____ RAW DATA

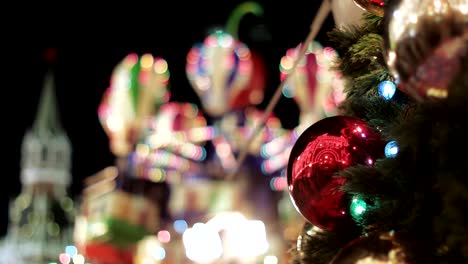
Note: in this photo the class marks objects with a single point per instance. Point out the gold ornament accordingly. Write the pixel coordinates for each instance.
(425, 38)
(375, 7)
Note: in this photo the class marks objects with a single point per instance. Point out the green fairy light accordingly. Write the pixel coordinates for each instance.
(358, 207)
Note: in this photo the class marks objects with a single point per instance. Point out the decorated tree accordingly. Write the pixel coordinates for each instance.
(384, 182)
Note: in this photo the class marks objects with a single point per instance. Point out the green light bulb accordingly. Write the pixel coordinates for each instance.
(358, 207)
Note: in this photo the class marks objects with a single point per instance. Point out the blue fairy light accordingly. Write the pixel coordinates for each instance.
(391, 149)
(387, 89)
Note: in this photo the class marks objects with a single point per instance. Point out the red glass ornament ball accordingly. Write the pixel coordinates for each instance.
(325, 148)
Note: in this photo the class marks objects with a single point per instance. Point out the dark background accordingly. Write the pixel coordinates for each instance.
(91, 40)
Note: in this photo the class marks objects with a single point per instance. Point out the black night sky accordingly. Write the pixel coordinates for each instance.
(90, 42)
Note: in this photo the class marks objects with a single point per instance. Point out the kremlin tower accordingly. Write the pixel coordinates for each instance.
(41, 217)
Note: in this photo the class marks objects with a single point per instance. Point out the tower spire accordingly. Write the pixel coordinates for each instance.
(47, 121)
(46, 156)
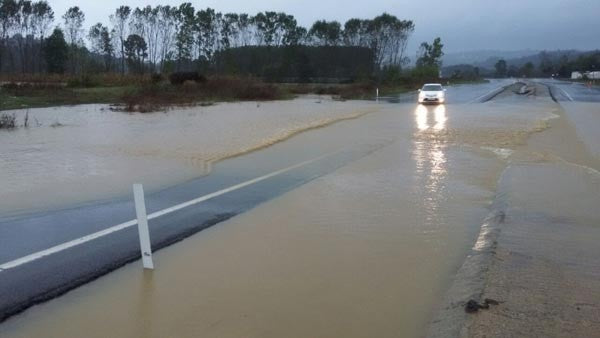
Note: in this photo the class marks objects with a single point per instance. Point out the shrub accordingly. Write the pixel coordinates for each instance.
(8, 121)
(156, 78)
(179, 78)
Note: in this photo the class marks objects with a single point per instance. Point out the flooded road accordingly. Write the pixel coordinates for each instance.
(101, 152)
(368, 247)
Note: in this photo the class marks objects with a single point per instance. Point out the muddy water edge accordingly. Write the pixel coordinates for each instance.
(367, 250)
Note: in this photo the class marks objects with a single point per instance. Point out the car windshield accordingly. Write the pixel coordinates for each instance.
(432, 88)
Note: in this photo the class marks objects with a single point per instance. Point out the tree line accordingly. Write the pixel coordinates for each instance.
(549, 64)
(174, 38)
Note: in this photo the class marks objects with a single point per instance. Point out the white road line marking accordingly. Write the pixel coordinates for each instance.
(58, 248)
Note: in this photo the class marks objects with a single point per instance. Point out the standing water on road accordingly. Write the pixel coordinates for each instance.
(366, 250)
(102, 152)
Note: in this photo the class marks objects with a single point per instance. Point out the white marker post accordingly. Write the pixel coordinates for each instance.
(142, 220)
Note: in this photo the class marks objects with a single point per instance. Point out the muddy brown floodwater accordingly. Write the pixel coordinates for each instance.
(368, 250)
(101, 152)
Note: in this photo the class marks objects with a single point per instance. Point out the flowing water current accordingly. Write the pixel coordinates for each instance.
(366, 250)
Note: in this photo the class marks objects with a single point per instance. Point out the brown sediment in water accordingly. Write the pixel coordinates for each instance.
(540, 259)
(40, 163)
(367, 250)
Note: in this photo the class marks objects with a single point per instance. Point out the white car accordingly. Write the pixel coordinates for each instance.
(432, 93)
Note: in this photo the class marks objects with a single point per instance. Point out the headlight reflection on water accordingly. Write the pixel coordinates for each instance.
(430, 157)
(422, 116)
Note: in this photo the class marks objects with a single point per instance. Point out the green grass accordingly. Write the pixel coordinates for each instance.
(39, 98)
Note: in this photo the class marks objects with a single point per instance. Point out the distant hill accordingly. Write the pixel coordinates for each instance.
(534, 58)
(483, 57)
(483, 62)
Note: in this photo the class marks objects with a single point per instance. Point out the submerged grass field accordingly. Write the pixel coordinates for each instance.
(143, 94)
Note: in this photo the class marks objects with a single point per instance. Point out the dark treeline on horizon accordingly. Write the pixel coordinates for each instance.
(34, 39)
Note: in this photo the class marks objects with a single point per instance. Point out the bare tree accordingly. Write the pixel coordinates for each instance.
(120, 21)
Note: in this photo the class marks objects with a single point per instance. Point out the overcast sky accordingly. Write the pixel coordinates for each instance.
(463, 25)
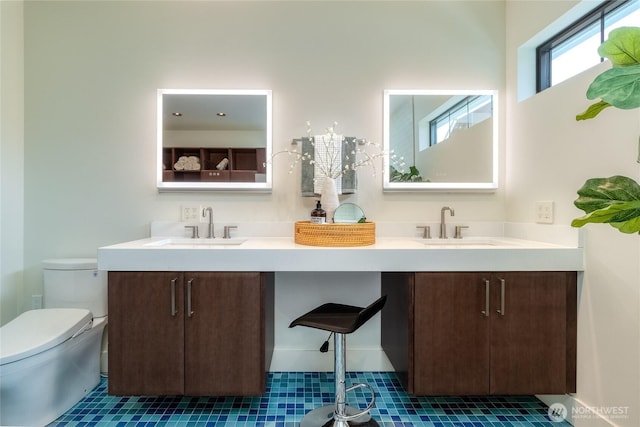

________

WORK INSTRUCTIONS: Repeat all of the entries above word for word, leaving out the pictures.

RESPONSE:
Note: in this photo the class marks objects with a single point per instance. Point out the gold ornament accordingly. Write the pixel coordinates for each instance.
(425, 38)
(375, 7)
Note: in this photo the class marks objects with a single point per instance. Point out the green fairy light accordingly. Write the pixel coordinates for each instance.
(358, 207)
Note: in this photo the class marks objects with a single point per instance. Point out the decorated tree accordingly. Write the pixel coordinates for each instance.
(384, 182)
Note: in this photo the class marks objects with a single point per instance. Point out the green light bulb accordingly. Write the pixel coordinates for each instance.
(358, 207)
Note: in this photo the class marks objects with a single point per instance. Point out the blue fairy light accordingly. Write the pixel coordinates for each instance.
(391, 149)
(387, 89)
Note: in this photo the class marks objects with a single point per instance. Point out the red glass ornament ball accordingly. Write the pixel coordinates for each instance.
(325, 148)
Note: in this photo the class marks objects with a single point per instance. Point out the dark background accordingly. Write the pixel coordinates for each instance.
(91, 40)
Note: in this photo the class marks objects with a single point per instance. Point out the black night sky accordingly. Write the pixel coordinates for each instance.
(90, 42)
Note: in this photo the class marks objects with a single point per instance. Point out the kremlin tower accordingly. Write the pixel coordinates for each instance.
(41, 217)
Note: in this photo the class marks objects with a single point per instance. Point out the tower spire accordingly. Write the pixel coordinates for each instance.
(47, 121)
(46, 156)
Note: in this photo the class marks objects with a single point per instance. Point out the shrub accordingly. Write the pixel coordinates for each instance.
(8, 121)
(156, 78)
(179, 78)
Note: in this photo the class marks objects with a single point per instance. Point out the flooded road accordingly. Write the pixel coordinates for each instance.
(101, 152)
(368, 247)
Note: in this photo the class marks objects with a single point per instance. Point out the muddy water edge accordingly. Write the pixel coordinates for each instance.
(367, 250)
Note: in this photo the class marks objects with a single point per instance. Point out the car windshield accordingly. Write the pixel coordinates for each instance.
(432, 88)
Note: in this photo the class marks objects with a single point per instance. Point out the tree line accordingly. Write the pixel coordinates for each instance.
(549, 64)
(174, 38)
Note: in this photo the class marks objects with a single point per instance. Point out the white road line marking accordingly. Write the pixel coordinates for each instance.
(58, 248)
Note: in this photo the class marks objects with a single point per instance. Point out the standing water on road accordingly. Write the pixel coordinates for each instance.
(366, 250)
(102, 152)
Note: in this photo the class marks objects with a single point per instance. Point out the white marker post accordingly. Write the pixel coordinates for each instance.
(142, 220)
Note: in this photo the class marks objects with a single point per instance. Point out the muddy brown floodwater accordingly. Write the pixel coordinates for each instance.
(368, 250)
(101, 152)
Note: in this photo the class marks objects with a single point per instance. Point out the flowing water current accordingly. Write the pixel coordinates for each instance.
(366, 250)
Note: in this photo the class marks objects with a single point per instance. Point out the brown sediment in water accordingly. Write the pixel coordinates for each instance.
(540, 259)
(40, 163)
(367, 250)
Note: in this photo the class marks objects with a single point per instance. Point out the white car accordingly. Write the pixel coordinates for each instance.
(432, 93)
Note: in this photo the class marks objects with a single point per instance. Point out the headlight reflection on water accordingly. Write the pixel coordinates for each instance.
(430, 157)
(422, 116)
Note: in this photo the class marks objects with a single point per instance. Point out the green grass accordingly. Write the pixel coordinates for each instance.
(39, 98)
Note: in this photo the class marks objects with a single point per instance. Point out the distant hill accordingly. Write the pixel coordinates for each instance.
(534, 58)
(483, 57)
(483, 62)
Note: in this photo the class marks objects with a single point per instance. Point out the submerged grass field accordingly. Write the pixel coordinates for each instance.
(143, 94)
Note: in this photo the class marks objects with a single point per instance. Point out the dark treeline on horizon accordingly. Write the pixel coordinates for each instance.
(34, 39)
Note: in this photo the class marks objects with a single point per instance. Point out the bare tree accordingly. Write the pixel coordinates for each instance.
(120, 21)
Note: in this photo the class marks objects with a single point per instance. Point out the overcast sky accordingly. Write the pixel coordinates for each instance.
(463, 25)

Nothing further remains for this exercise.